Each entry below must be repeated word for word.

··········

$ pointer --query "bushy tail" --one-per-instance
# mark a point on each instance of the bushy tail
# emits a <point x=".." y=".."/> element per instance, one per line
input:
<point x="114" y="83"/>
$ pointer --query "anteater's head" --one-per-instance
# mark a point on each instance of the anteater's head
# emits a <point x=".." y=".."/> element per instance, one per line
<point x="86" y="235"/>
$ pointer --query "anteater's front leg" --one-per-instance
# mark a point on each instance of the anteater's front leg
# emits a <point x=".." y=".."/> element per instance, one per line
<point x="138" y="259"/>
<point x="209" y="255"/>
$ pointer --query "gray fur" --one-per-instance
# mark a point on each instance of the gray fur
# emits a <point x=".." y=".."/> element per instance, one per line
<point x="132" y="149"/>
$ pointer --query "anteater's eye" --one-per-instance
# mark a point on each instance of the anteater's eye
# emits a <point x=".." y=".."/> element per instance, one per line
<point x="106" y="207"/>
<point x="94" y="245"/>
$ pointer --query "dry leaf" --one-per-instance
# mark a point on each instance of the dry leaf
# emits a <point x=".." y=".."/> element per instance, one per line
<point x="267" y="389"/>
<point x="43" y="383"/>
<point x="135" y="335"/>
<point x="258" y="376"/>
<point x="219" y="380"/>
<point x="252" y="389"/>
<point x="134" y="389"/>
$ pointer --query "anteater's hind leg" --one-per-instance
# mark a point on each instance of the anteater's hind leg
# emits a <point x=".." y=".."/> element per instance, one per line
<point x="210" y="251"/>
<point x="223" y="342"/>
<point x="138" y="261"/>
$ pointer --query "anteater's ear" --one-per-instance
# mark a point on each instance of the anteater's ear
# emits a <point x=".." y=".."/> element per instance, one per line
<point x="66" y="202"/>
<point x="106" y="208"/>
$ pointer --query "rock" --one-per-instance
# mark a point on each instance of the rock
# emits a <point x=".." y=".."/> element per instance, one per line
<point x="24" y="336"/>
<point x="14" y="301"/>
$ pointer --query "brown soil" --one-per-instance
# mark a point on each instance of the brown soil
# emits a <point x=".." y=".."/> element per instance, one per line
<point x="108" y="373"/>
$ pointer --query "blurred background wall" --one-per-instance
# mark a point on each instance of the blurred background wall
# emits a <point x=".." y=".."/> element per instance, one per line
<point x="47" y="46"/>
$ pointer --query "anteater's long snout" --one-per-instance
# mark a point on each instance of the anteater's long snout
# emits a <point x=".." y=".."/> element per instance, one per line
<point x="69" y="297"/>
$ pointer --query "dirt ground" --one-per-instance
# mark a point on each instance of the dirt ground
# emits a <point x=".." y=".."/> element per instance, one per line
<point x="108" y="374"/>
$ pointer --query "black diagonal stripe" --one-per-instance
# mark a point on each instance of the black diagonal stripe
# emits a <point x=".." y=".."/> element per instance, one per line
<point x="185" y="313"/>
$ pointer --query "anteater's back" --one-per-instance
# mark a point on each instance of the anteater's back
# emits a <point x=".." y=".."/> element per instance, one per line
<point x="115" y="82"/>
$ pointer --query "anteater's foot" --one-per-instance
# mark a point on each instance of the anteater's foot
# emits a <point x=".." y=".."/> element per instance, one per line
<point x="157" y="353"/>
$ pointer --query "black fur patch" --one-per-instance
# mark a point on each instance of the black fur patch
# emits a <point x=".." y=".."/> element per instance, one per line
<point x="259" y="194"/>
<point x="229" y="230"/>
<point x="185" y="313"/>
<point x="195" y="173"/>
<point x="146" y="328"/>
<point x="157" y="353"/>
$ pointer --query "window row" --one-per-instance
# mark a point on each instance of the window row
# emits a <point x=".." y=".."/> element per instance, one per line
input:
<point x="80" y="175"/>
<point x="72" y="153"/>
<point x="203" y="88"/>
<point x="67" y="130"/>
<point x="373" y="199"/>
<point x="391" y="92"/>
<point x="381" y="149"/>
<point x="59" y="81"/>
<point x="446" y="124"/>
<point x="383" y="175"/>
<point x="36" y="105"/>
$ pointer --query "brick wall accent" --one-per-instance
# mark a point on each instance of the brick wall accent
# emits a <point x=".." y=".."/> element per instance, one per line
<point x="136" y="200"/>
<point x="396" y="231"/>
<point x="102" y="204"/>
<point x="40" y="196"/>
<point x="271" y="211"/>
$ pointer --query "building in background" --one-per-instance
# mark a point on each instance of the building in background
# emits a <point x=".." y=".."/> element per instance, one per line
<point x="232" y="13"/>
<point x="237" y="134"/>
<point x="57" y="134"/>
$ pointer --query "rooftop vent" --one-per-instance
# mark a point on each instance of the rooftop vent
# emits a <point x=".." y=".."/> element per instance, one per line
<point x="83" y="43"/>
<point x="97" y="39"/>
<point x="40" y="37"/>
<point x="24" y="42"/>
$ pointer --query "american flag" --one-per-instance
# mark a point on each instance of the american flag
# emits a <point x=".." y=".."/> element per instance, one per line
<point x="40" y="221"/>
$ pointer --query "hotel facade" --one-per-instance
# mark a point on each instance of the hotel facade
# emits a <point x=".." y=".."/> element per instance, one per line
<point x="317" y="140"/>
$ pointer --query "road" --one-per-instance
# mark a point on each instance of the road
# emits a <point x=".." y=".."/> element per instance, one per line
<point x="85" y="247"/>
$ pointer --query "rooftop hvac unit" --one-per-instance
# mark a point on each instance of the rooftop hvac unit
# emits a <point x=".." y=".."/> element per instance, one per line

··········

Answer to this problem »
$ pointer --query "bushy tail" --one-per-instance
# mark a point on each instance of the bushy tail
# emits a <point x=".." y=".."/> element per instance, one per line
input:
<point x="114" y="83"/>
$ pointer --query "anteater's head" --one-per-instance
# mark a point on each instance of the anteater's head
# emits a <point x=".." y=".."/> element per instance, one per line
<point x="86" y="235"/>
$ pointer --query "anteater's front leg" --one-per-instance
# mark a point on each instance of the anteater's front leg
# emits a <point x=".." y=".."/> element per instance, one per line
<point x="138" y="259"/>
<point x="209" y="255"/>
$ pointer --query "gray fur" --one-per-instance
# mark a point on each instance of the gray fur
# emits a <point x=".." y=".."/> element per instance, one per line
<point x="132" y="149"/>
$ pointer --query "anteater's eye" --one-per-instance
# mark a point on each instance of the anteater's eye
# emits a <point x=".." y=".."/> element per instance, one per line
<point x="106" y="207"/>
<point x="94" y="245"/>
$ pointer --query "dry leaf" --one-per-instance
# mark a point on each instance of the dry leaf
# emits a <point x=".." y=".."/> element per instance, one per line
<point x="267" y="389"/>
<point x="43" y="383"/>
<point x="135" y="335"/>
<point x="258" y="376"/>
<point x="219" y="380"/>
<point x="252" y="389"/>
<point x="134" y="389"/>
$ pointer --query "anteater's hind leg" --one-per-instance
# mark a point on each instance of the anteater's hind leg
# emits a <point x=".." y=".."/> element per instance, one per line
<point x="210" y="251"/>
<point x="223" y="342"/>
<point x="138" y="261"/>
$ pointer --query "anteater's ear" --one-per-instance
# mark a point on each instance of the anteater's ear
# emits a <point x=".." y=".."/> element per instance, one per line
<point x="66" y="202"/>
<point x="106" y="208"/>
$ pointer --query "rock" --one-per-instance
# mark a point on each instance of the rock
# emits a <point x=".." y=".."/> element per instance, one per line
<point x="24" y="336"/>
<point x="14" y="301"/>
$ pointer --query "brown soil" --one-per-instance
# mark a point on each instance of the brown soil
# emits a <point x=".." y=".."/> element per instance, one per line
<point x="108" y="373"/>
$ pointer --query "blurred background wall" --one-per-instance
# mark a point on each instance of the blurred background wall
# emits a <point x=".." y=".."/> element per instance, one per line
<point x="47" y="46"/>
$ pointer --query "anteater's long snout" --one-per-instance
# mark a point on each instance of the anteater's long snout
# emits a <point x=".." y=".."/> element per instance, one per line
<point x="69" y="297"/>
$ pointer --query "dirt ground" --one-per-instance
# mark a point on each instance of the dirt ground
# emits a <point x=".." y=".."/> element per instance, one per line
<point x="108" y="374"/>
$ pointer --query "black diagonal stripe" --one-per-instance
# mark a point on each instance of the black diagonal stripe
# emits a <point x=".." y=".."/> element per instance, one per line
<point x="185" y="313"/>
$ pointer --query "anteater's back" --one-per-instance
# mark a point on each instance of the anteater's back
# emits a <point x=".." y=".."/> element per instance, one per line
<point x="115" y="82"/>
$ pointer --query "anteater's foot" --one-per-instance
# mark a point on each instance of the anteater's foot
# emits a <point x=".." y=".."/> element per instance, one per line
<point x="157" y="353"/>
$ pointer --query "black fur patch" --one-per-instance
# mark a point on each instance of the black fur patch
# emits a <point x=".." y=".."/> element per instance, one per line
<point x="259" y="194"/>
<point x="229" y="230"/>
<point x="185" y="313"/>
<point x="195" y="173"/>
<point x="146" y="328"/>
<point x="157" y="353"/>
$ pointer --query "window row" --one-per-instance
# mark a point on each instance of the window row
# emits a <point x=".." y=".."/> element per instance, one per line
input:
<point x="80" y="175"/>
<point x="72" y="153"/>
<point x="203" y="88"/>
<point x="67" y="130"/>
<point x="373" y="199"/>
<point x="391" y="92"/>
<point x="381" y="149"/>
<point x="59" y="81"/>
<point x="446" y="124"/>
<point x="383" y="175"/>
<point x="36" y="105"/>
$ pointer --query "brick wall accent" --one-per-instance
# mark a point on each instance of the brick wall accent
# emits a <point x=".." y=".."/> element per instance, one per line
<point x="136" y="200"/>
<point x="396" y="231"/>
<point x="102" y="204"/>
<point x="40" y="196"/>
<point x="271" y="211"/>
$ pointer --query "building in background" --one-per-instance
# mark a point on each instance of the building in background
# emits a <point x=".." y=".."/> element per instance, one per line
<point x="232" y="13"/>
<point x="237" y="134"/>
<point x="57" y="134"/>
$ pointer --query "rooftop vent" --one-per-instance
# mark a point on each instance of the rooftop vent
# emits a <point x=".." y=".."/> element per instance, one per line
<point x="83" y="43"/>
<point x="97" y="39"/>
<point x="40" y="37"/>
<point x="24" y="42"/>
$ pointer --query "american flag" --one-per-instance
# mark a point on each instance of the american flag
# emits a <point x=".." y=".."/> element per instance, one per line
<point x="40" y="221"/>
$ pointer --query "hotel facade" --one-per-instance
# mark a point on each instance of the hotel facade
# emits a <point x=".." y=".."/> element per instance, one per line
<point x="317" y="140"/>
$ pointer --query "road" --one-per-instance
# mark a point on each instance of the road
# emits a <point x=".." y=".."/> element per instance, one per line
<point x="85" y="247"/>
$ pointer --query "rooftop hvac unit" --one-per-instance
# mark a point on each instance of the rooftop hvac unit
# emits a <point x=".." y=".."/> element per instance, one per line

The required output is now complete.